**Exercise prompt**:
Give every line of the listing word for word, beginning at the first and including the line with "Reviewer note: every instance of the stone column" as the last.

**Provided entries**:
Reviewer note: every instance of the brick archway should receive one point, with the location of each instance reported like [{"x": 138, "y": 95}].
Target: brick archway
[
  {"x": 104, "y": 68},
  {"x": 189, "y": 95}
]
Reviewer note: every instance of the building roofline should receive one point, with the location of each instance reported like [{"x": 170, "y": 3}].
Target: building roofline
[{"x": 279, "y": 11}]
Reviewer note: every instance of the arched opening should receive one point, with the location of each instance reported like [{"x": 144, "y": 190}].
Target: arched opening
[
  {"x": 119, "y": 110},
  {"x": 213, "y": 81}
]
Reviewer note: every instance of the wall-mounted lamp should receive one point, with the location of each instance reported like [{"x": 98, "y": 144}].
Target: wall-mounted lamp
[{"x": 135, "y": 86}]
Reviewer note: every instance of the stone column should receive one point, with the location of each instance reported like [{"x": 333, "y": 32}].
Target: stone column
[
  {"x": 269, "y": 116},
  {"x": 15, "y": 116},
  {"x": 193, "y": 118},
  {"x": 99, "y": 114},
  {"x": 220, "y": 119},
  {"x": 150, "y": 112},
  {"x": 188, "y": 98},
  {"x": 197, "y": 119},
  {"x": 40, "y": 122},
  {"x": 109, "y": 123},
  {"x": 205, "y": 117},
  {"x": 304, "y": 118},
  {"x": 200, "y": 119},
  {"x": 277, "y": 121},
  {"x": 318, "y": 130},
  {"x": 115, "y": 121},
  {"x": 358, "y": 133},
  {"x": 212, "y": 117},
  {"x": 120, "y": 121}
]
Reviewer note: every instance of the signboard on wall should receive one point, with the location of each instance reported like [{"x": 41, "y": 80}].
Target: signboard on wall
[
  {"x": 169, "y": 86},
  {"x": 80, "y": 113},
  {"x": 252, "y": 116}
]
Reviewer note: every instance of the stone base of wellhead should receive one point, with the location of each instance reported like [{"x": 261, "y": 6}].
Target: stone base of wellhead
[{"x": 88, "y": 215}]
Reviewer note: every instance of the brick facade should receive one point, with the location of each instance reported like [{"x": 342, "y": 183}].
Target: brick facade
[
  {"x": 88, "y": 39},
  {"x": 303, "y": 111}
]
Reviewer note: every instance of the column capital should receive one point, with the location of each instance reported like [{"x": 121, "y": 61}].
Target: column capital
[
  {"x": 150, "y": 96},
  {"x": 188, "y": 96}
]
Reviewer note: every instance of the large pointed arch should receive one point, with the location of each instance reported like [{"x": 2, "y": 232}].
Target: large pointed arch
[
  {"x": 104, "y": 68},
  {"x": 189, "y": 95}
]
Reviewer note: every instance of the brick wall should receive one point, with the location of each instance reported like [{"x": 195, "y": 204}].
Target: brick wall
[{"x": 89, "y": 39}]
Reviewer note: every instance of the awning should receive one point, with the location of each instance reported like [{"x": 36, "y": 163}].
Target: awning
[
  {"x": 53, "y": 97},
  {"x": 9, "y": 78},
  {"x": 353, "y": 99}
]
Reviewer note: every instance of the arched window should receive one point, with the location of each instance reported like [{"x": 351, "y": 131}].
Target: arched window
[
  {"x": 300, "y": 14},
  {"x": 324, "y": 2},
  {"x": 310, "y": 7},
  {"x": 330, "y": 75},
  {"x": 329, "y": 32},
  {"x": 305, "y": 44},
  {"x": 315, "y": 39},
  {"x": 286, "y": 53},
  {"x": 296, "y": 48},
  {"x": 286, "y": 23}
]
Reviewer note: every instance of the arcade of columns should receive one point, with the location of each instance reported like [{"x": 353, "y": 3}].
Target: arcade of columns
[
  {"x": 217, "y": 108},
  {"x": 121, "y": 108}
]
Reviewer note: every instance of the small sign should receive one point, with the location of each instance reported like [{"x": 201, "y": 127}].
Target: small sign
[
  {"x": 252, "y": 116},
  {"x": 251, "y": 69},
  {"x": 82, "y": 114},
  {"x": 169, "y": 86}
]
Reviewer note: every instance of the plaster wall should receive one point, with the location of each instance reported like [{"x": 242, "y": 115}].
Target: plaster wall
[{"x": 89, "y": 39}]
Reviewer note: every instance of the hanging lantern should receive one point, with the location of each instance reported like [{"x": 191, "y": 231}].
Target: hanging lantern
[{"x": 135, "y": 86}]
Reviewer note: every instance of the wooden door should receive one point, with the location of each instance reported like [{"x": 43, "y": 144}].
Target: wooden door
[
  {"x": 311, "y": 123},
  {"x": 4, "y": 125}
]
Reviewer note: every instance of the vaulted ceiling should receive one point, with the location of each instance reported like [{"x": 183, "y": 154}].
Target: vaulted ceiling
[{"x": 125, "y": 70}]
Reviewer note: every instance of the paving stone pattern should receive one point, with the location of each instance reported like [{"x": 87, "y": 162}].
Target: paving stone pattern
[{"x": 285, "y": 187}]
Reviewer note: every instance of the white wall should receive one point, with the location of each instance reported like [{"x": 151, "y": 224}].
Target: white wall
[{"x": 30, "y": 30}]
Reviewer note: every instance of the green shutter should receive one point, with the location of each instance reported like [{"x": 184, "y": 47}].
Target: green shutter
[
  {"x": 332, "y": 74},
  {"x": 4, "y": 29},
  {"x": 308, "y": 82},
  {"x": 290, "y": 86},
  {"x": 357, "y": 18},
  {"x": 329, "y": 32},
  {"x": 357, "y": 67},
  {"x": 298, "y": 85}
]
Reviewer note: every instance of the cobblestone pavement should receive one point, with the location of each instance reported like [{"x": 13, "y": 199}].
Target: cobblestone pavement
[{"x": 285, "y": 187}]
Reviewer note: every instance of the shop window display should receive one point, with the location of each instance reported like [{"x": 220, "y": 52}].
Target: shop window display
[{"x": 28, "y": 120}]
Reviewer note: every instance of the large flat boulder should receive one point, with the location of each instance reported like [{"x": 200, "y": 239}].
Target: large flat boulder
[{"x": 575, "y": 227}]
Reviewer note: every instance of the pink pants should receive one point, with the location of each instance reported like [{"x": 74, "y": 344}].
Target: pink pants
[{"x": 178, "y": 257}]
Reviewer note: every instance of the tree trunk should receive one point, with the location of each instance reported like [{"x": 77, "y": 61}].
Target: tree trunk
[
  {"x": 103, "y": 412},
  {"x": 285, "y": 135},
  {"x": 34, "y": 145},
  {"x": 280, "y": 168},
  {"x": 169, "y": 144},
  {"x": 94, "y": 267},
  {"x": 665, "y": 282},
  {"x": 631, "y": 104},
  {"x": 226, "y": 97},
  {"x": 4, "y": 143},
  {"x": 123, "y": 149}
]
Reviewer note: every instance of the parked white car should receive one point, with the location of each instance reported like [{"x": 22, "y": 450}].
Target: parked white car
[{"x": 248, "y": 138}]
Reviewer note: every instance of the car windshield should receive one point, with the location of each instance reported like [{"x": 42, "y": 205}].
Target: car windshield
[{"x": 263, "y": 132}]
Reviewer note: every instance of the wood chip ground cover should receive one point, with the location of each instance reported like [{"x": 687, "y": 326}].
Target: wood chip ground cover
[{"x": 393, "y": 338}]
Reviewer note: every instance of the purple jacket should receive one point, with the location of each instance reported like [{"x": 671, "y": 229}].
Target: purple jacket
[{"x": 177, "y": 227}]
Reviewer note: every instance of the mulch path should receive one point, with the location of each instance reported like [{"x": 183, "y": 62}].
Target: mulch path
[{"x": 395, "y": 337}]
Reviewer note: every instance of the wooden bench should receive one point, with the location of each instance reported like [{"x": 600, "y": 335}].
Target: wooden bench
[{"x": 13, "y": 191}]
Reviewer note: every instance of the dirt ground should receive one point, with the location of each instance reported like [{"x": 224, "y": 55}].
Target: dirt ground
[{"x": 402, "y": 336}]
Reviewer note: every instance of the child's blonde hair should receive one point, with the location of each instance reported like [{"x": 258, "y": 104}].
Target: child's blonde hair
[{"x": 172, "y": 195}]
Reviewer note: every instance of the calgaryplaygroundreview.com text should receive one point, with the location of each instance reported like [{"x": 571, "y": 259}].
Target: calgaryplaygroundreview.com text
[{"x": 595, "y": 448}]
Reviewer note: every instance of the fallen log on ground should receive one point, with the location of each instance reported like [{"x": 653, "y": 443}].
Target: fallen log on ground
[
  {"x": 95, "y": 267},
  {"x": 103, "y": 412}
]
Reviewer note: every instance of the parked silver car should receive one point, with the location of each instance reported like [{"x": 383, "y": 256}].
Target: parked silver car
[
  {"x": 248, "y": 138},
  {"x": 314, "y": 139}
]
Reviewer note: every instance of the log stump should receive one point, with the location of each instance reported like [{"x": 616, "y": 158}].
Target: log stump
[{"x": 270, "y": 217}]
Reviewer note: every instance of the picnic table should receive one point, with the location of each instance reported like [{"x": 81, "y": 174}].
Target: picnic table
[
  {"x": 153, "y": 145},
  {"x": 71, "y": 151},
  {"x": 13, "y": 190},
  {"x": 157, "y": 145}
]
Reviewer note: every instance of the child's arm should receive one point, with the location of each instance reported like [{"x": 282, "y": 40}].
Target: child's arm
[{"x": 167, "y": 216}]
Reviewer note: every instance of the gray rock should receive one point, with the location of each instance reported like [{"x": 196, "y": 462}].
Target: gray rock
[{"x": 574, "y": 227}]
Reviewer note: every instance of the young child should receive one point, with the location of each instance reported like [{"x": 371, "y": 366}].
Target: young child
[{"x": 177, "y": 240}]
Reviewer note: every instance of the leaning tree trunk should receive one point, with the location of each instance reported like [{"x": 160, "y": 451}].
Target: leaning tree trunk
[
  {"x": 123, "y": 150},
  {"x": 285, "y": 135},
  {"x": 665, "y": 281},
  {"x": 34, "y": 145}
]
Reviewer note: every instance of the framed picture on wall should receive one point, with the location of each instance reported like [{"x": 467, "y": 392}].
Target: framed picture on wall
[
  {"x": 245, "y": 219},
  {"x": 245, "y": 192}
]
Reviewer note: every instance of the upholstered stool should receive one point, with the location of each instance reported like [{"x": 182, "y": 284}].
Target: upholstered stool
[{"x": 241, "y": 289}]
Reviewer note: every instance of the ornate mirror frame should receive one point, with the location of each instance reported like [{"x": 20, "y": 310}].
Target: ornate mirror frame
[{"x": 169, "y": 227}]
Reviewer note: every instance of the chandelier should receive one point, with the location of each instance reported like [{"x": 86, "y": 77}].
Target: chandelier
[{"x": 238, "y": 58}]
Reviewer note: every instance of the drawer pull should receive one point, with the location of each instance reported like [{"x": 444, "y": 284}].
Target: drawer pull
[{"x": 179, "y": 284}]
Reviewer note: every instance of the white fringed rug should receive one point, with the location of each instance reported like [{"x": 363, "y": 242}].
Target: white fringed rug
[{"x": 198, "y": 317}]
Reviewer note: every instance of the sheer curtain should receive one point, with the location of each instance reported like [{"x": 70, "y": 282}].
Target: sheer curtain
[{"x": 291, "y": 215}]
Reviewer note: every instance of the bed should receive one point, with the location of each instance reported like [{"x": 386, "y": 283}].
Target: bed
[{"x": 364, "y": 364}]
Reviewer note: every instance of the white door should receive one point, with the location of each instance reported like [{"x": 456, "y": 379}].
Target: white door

**Task output**:
Reviewer note: every instance of the brick archway should receive one point, with the location of each instance reported like [{"x": 138, "y": 95}].
Target: brick archway
[
  {"x": 104, "y": 68},
  {"x": 189, "y": 95}
]
Reviewer note: every instance of the building roofline should receive one point, with the location of each instance reported like [{"x": 170, "y": 3}].
Target: building roofline
[{"x": 279, "y": 11}]
Reviewer note: every instance of the arched opening should receive one point, with the location of each instance reported like [{"x": 144, "y": 190}].
Target: arched opening
[
  {"x": 119, "y": 110},
  {"x": 213, "y": 81}
]
Reviewer note: every instance of the wall-mounted lamp should receive one point, with the location of each instance reported like [{"x": 98, "y": 144}].
Target: wall-mounted lamp
[{"x": 135, "y": 86}]
Reviewer note: every instance of the stone column should receive one point, with the location of each instance reported like [{"x": 333, "y": 32}].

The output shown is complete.